======== PROVIDED DATA

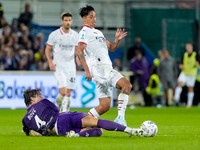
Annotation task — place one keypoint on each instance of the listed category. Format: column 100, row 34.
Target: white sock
column 93, row 113
column 178, row 91
column 122, row 103
column 190, row 98
column 170, row 95
column 59, row 100
column 65, row 104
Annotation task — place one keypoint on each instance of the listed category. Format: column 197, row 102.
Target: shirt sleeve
column 83, row 37
column 51, row 39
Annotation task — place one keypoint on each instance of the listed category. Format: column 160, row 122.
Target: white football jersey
column 96, row 51
column 63, row 48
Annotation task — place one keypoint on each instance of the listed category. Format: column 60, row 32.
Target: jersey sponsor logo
column 101, row 39
column 83, row 37
column 66, row 47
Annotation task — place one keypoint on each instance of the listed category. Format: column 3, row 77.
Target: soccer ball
column 150, row 128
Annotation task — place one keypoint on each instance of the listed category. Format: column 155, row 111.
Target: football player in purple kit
column 44, row 118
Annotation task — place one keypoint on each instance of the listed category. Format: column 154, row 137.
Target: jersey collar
column 86, row 25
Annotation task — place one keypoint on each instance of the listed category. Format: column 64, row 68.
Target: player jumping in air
column 93, row 54
column 44, row 118
column 63, row 42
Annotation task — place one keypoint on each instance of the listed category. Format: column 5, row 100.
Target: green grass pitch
column 178, row 128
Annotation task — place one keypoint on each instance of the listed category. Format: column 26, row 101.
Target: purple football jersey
column 68, row 121
column 41, row 117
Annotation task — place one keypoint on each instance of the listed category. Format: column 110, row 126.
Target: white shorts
column 65, row 78
column 187, row 80
column 105, row 79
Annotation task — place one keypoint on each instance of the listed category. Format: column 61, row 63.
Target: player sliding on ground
column 92, row 52
column 45, row 119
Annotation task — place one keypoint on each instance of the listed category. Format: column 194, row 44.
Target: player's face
column 189, row 48
column 67, row 22
column 90, row 19
column 38, row 97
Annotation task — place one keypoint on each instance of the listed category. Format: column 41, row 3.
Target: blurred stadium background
column 160, row 23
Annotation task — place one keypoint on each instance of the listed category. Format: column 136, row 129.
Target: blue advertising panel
column 12, row 87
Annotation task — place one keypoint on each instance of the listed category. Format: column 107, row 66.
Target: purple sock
column 110, row 125
column 91, row 133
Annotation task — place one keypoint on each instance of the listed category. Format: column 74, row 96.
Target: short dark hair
column 30, row 93
column 84, row 11
column 66, row 14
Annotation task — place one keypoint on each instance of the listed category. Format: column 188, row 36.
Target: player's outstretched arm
column 120, row 34
column 81, row 56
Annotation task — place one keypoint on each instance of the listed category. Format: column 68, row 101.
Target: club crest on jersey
column 83, row 37
column 101, row 38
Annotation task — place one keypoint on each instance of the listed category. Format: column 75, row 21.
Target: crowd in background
column 21, row 51
column 18, row 49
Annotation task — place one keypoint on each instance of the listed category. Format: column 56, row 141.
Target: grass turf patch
column 178, row 128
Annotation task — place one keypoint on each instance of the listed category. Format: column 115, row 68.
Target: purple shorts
column 68, row 121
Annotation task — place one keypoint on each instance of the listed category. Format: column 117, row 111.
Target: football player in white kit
column 63, row 42
column 93, row 54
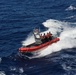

================

EXERCISE OBJECTIVE :: Please reproduce all the items above, substituting "Category" for "Target" wherever it appears and keeping everything else unchanged. Leave the pictures out.

WRITTEN SOLUTION ::
Annotation task — place one keypoint on each instance of the listed category. Format: column 100, row 34.
Category: white sock
column 93, row 113
column 178, row 91
column 122, row 103
column 190, row 98
column 170, row 95
column 59, row 100
column 65, row 104
Annotation task — place one keypoint on each instance of the listed category. Format: column 197, row 102.
Category: shirt sleeve
column 83, row 37
column 51, row 39
Annotation task — place one keypoint on each instance of the listed category. Format: column 160, row 122.
Category: white football jersey
column 96, row 51
column 63, row 48
Annotation task — place one keypoint on each instance of the listed category. Format: column 60, row 32.
Category: jersey sponsor logo
column 101, row 39
column 83, row 37
column 66, row 47
Annotation task — place one keypoint on each instance of the listed category. Format: column 3, row 77.
Category: soccer ball
column 150, row 128
Annotation task — place one keypoint on each instance of the listed category. Format: column 155, row 111.
Category: football player in purple kit
column 44, row 118
Annotation task — place one keypoint on each instance of the listed category. Format: column 154, row 137.
Category: jersey collar
column 86, row 25
Annotation task — place one keypoint on each instance of the listed category. Format: column 64, row 68.
Category: player jumping in air
column 93, row 54
column 44, row 118
column 63, row 42
Annotation task — place one keypoint on each instance of the listed category. Format: column 5, row 100.
Category: green grass pitch
column 178, row 128
Annotation task — place one keypoint on each instance of the listed category. Format: column 26, row 101.
Category: purple football jersey
column 68, row 121
column 41, row 117
Annotation task — place one keypoint on each instance of the listed category. Format: column 110, row 126.
Category: white shorts
column 65, row 78
column 187, row 80
column 105, row 79
Annotation task — place one keypoint on each instance of the listed category. Format: column 61, row 63.
Category: player sliding on ground
column 92, row 52
column 45, row 119
Annotation task — place one keypoint on each instance of the listed category. Format: column 194, row 44.
Category: player's face
column 189, row 48
column 67, row 22
column 90, row 19
column 38, row 97
Annotation task — place one keypoint on each instance of the listed category. Format: column 41, row 3.
Category: blurred stadium background
column 160, row 23
Annotation task — place one keypoint on each instance of the listed category. Format: column 136, row 129.
Category: blue advertising panel
column 12, row 87
Annotation task — place one keypoint on each instance of the listed category. Format: column 107, row 66.
Category: purple sock
column 110, row 125
column 91, row 133
Annotation task — place one keypoint on each instance of the listed category. Format: column 74, row 96.
Category: short dark hair
column 30, row 93
column 84, row 11
column 66, row 14
Annotation task — place one keypoint on each instance of the listed category. Format: column 188, row 36.
Category: player's outstretched arm
column 120, row 34
column 81, row 56
Annotation task — place one keypoint on each instance of the listed category. Format: column 68, row 101.
Category: club crest on jersey
column 83, row 37
column 101, row 38
Annotation task — place one keypoint on each instance of the listed category. Format: column 75, row 21.
Category: crowd in background
column 21, row 51
column 18, row 49
Annotation task — place one keypoint on each instance of the listed category. Format: column 56, row 141.
Category: grass turf patch
column 178, row 128
Annotation task — place one keypoint on each instance of the listed category. Format: column 115, row 68.
Category: purple shorts
column 68, row 121
Annotation task — place one keypoint on each instance of the listed category. Format: column 117, row 111.
Category: football player in white kit
column 63, row 42
column 93, row 54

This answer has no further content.